+++ Entries supplied

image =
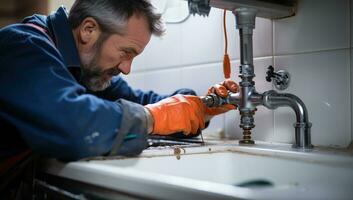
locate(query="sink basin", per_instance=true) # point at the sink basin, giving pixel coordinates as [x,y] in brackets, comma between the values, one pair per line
[221,170]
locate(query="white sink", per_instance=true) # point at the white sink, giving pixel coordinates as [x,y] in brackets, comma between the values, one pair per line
[217,171]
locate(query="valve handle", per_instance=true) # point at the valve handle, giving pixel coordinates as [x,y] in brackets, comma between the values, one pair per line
[270,73]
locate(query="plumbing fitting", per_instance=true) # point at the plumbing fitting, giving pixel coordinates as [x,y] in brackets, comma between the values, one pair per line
[248,99]
[280,79]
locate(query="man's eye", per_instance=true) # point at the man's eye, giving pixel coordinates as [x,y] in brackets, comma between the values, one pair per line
[126,54]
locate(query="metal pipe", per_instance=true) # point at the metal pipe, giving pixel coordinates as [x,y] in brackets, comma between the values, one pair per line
[273,100]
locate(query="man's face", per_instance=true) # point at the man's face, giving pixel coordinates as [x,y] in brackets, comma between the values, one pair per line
[113,54]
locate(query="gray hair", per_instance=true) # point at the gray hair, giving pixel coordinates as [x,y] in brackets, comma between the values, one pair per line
[112,15]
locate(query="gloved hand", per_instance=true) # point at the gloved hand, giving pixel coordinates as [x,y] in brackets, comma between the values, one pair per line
[179,113]
[221,89]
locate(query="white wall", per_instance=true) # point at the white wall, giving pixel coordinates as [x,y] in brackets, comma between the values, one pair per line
[315,46]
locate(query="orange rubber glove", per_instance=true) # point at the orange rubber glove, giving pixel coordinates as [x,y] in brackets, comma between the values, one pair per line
[222,89]
[179,113]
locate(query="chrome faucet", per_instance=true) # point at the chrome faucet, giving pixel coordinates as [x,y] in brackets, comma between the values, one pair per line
[248,99]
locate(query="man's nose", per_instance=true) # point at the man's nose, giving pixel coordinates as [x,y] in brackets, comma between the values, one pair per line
[125,67]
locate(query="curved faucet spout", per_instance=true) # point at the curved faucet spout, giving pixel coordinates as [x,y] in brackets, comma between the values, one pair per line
[273,100]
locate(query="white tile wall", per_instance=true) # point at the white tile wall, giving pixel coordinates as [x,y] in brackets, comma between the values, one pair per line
[263,117]
[190,55]
[351,13]
[318,25]
[164,52]
[351,85]
[262,39]
[161,81]
[201,39]
[322,81]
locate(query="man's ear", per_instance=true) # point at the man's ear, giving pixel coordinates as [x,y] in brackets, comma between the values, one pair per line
[89,31]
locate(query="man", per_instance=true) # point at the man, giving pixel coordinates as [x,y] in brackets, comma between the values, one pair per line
[61,93]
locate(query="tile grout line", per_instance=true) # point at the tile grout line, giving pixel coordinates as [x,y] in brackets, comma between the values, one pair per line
[350,63]
[273,63]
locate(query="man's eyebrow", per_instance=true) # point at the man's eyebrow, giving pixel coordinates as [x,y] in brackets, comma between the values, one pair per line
[130,50]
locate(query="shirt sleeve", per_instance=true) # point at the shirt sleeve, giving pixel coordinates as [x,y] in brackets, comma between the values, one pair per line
[120,89]
[52,112]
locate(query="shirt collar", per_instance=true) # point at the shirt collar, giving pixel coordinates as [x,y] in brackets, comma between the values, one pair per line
[61,33]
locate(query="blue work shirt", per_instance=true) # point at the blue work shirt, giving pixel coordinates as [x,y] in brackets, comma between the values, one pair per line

++++++

> **Set problem**:
The material above must be printed exactly, with its pictures left out.

> **Answer for the task**:
image =
locate(query="sink basin", per_instance=true) # point at the sink basin, giving pixel coordinates as [x,y] in brackets, comma between the values, one pair per line
[221,170]
locate(query="white sink", per_instance=true) # point at the white sink, giving pixel coordinates as [x,y] in brackets, comma between the values, one pair per line
[217,171]
locate(query="valve handle", per_instance=true) # point at the valve handle, giving pixel coordinates as [x,y] in brackets, comma between the values, one pair per line
[270,73]
locate(query="plumbing fitting", per_instance=true) # point at the plumbing fitting, giving pixel coordinates as [x,y] in brackets, comma between the values, one pair per line
[248,99]
[280,79]
locate(query="man's eye", per_instance=true) # point at the man's eye, giving pixel coordinates as [x,y] in brackets, comma between the values, one pair per line
[126,54]
locate(query="metal pipe", per_instance=true) # point at the metal pipe, giving pixel coordinates as [x,y] in brackets, comma between the values, one pair per line
[273,100]
locate(query="man's face", per_instance=true) # point at the man's face, giving pixel coordinates as [x,y] in brackets, comma between the values, one pair per line
[113,54]
locate(query="gray hair", per_instance=true) # point at the gray hair, giving pixel coordinates as [x,y] in brackets, comma between the values, one pair per line
[112,15]
locate(query="gloved hand", per_instance=true) # point at the gloved hand, giving pixel coordinates as [x,y] in brackets, comma between the values, one pair per line
[179,113]
[221,89]
locate(query="white wall", per_instance=true) # point at the white wall, giving pixel coordinates as [x,y] in brackets, comma between the values, one pair per line
[315,46]
locate(query="orange rubber glove", per_instance=true) # point at the orange rubber glove, giving pixel coordinates as [x,y] in brackets, comma between the values, one pair per line
[222,89]
[179,113]
locate(query="chrome faucet", per_instance=true) # point at the chrome faucet, giving pixel coordinates as [x,y] in brackets, comma between the values, one pair per line
[248,99]
locate(query="man's nose", per_instance=true) # point at the man's nose, giving pixel coordinates as [x,y] in brackets, comma between the values, one pair per line
[125,67]
locate(query="curved faucet spout", per_instance=true) # point at the curved faucet spout, giving pixel coordinates as [x,y] in brackets, comma between the values, one pair per line
[273,100]
locate(query="white tile wall", per_instance=true) # point at the white tile wall, giving pixel coordinates as [x,y] in brackets, comma between the values, one pair per line
[263,117]
[190,55]
[351,13]
[318,25]
[164,52]
[351,85]
[262,39]
[161,81]
[201,39]
[322,81]
locate(query="man's ear", per_instance=true) # point at the man's ear, giving pixel coordinates as [x,y] in brackets, comma between the values, one pair per line
[89,31]
locate(query="man", per_instance=true) # point at the man, giving pixel coordinates as [x,y] in brackets, comma between the values, one pair per line
[61,93]
locate(query="tile grout line", per_instance=true) # point at the tile grout line, giving pixel coordinates as [x,y] in brackets, comma between the values, one pair per line
[350,63]
[273,63]
locate(query="man's eyebrow", per_instance=true) # point at the man's eyebrow, giving pixel coordinates as [x,y] in brackets, comma between the values, one pair per line
[130,50]
locate(query="shirt sleeve", per_instance=true) # point at the shirt sleeve, giving pixel coordinates as [x,y] in brackets, comma between the values, one pair per line
[120,89]
[52,112]
locate(query="shirt collar", per_instance=true) # point at the shirt collar, giving pixel coordinates as [x,y] in brackets, comma between the values, one pair per line
[61,33]
locate(query="blue work shirt", per_instance=true) # point at the blue work shirt, giving pixel coordinates as [x,y] in brackets, comma between the values, one pair per line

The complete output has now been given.